PROVIDED ENTRIES →
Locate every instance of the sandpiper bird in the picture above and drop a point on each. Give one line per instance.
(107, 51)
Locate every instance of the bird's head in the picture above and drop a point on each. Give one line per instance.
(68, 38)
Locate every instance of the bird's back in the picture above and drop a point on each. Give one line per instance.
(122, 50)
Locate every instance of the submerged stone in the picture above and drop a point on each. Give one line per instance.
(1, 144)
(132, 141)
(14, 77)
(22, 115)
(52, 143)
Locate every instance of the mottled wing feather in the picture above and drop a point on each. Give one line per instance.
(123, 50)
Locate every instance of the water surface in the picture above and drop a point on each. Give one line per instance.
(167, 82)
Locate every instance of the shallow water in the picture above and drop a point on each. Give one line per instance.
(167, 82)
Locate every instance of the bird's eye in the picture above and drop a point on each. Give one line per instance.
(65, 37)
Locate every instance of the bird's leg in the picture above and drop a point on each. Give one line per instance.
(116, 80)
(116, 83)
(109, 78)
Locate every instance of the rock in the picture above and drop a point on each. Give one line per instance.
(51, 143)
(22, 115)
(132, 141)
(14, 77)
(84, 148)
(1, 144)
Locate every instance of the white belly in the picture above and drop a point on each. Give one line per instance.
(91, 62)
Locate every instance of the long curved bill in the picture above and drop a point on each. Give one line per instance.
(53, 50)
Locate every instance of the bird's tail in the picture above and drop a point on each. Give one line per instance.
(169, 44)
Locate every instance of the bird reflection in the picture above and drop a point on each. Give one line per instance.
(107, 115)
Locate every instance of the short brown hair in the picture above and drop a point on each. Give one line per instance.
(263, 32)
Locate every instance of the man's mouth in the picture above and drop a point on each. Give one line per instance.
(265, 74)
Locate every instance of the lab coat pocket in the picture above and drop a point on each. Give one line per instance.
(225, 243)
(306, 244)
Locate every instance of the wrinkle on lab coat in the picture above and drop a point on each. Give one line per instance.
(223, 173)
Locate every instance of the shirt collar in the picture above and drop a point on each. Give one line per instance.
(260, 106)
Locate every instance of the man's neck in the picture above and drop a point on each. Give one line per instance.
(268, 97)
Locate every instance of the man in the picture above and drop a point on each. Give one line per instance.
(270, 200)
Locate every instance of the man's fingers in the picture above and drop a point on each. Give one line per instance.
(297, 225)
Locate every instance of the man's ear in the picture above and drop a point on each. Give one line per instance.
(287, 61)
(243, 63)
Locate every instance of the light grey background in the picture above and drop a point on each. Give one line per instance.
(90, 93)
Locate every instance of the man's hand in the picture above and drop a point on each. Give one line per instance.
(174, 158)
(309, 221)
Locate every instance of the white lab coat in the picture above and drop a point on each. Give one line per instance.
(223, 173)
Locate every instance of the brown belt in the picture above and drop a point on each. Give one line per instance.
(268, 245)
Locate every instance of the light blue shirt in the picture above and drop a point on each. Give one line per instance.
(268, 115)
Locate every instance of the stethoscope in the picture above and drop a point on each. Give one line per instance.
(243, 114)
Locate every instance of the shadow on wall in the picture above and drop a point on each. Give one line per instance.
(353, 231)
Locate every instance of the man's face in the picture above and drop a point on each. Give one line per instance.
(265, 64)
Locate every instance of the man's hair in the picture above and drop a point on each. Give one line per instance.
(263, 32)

WORK TO DO → Copy exactly the lines above, from the one containing "Locate every instance of the man's fingers" through the very last line.

EXPECTED ANSWER →
Locate every instance of the man's fingers in the picture above and drop a point on each. Give one line per instance.
(297, 225)
Locate every instance of the man's ear in the picture above and drop a point on each. Give one line per instance.
(287, 61)
(243, 63)
Locate every instance of the light grey background in the picture above and drop a point on each. Give one line per instance.
(90, 93)
Locate every instance of the man's hand in the picture above and drop a point on each. Give one line per instance.
(174, 158)
(309, 221)
Locate every instance of the white lab coat in the picture above and drop a point on each. Give one line per instance.
(223, 173)
Locate every instance of the brown belt in the picture above and drop a point on each. Give one line per instance.
(268, 245)
Locate every instance of the light blue shirt in the picture above and drop a point on each. Give one line per instance.
(268, 115)
Locate every instance of the stethoscope in the picture above and drop a point on each. Give one line per instance.
(243, 114)
Locate every instance of the shadow on wall in the picture above and drop a point on each. Give one line per instance.
(353, 231)
Locate every instance of the man's face in the picture above and drop a point on each. Give one line per instance.
(265, 64)
Locate every instance of the man's hair in the picture above and drop a point on each. Give one line per instance.
(263, 32)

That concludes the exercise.